*What is required:* Copy out each line in the listing below that contains the word "roof".

*Materials provided:*

========================================================================

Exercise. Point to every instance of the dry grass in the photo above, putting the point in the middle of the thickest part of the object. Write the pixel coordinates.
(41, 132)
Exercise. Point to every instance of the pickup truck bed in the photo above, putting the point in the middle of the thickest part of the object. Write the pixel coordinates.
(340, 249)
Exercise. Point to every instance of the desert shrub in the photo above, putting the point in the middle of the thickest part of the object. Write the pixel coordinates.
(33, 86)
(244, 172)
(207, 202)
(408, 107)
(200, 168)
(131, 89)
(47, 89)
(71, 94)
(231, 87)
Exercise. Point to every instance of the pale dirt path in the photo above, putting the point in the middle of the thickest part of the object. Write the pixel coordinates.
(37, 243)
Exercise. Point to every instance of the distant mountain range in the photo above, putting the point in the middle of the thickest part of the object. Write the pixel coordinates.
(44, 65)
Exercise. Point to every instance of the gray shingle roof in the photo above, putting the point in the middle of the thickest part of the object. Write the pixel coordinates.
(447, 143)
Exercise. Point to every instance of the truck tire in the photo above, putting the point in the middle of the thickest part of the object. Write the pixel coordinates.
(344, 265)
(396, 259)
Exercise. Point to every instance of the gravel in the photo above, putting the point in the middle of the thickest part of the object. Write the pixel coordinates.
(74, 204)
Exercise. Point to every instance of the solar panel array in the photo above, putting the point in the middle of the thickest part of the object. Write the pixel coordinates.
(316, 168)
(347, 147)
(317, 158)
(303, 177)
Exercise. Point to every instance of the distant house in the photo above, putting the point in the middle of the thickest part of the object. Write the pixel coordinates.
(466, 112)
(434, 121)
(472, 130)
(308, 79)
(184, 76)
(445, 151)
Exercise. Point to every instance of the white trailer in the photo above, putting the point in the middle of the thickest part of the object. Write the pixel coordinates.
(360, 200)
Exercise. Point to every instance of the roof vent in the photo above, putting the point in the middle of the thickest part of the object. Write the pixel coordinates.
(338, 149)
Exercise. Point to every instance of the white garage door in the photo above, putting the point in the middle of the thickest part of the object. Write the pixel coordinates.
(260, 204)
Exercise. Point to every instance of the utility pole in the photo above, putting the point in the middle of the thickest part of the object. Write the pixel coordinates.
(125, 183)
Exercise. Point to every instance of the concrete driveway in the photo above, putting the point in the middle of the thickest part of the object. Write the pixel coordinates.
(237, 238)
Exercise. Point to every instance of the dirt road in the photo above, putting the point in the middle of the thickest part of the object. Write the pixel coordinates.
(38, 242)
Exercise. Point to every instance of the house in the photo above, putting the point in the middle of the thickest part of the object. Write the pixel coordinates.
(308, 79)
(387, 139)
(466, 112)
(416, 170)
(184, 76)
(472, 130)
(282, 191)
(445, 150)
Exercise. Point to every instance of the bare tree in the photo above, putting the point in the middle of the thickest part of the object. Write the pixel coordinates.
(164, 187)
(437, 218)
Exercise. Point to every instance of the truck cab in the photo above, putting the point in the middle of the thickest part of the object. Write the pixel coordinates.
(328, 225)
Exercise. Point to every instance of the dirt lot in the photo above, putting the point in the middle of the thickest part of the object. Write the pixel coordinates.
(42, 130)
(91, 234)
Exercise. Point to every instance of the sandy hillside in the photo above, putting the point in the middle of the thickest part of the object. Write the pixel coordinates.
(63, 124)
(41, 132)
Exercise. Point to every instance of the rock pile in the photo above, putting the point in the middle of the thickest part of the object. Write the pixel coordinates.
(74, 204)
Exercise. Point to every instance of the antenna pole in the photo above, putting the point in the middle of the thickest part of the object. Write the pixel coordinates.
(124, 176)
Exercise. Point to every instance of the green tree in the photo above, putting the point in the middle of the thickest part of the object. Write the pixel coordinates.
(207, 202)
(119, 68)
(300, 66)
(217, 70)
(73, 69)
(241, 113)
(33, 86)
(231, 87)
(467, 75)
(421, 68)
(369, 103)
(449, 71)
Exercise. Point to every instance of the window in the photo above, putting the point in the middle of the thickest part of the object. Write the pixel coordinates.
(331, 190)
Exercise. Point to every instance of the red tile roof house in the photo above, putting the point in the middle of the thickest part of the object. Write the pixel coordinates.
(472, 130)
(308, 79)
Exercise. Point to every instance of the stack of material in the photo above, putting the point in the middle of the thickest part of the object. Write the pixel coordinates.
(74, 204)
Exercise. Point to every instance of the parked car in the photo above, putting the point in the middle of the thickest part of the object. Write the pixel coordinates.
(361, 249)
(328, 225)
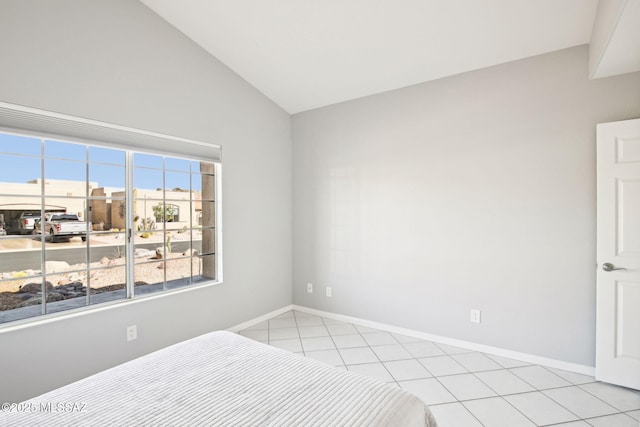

========================================================================

*Solution for this problem:*
Exercise. Point to every instance of the gray shingle roof in the photo above, putting the point in the middle of the thickest part of the object. Write the pixel coordinates.
Exercise. Point to every instance of the roof vent in the photo above, putting the point in the middle of the thickest part of the object. Write the pixel coordinates.
Exercise. Point to every instance of the red tile roof house in the photo above, putting the point in the middle of the thickest part of the object. Write the pixel coordinates.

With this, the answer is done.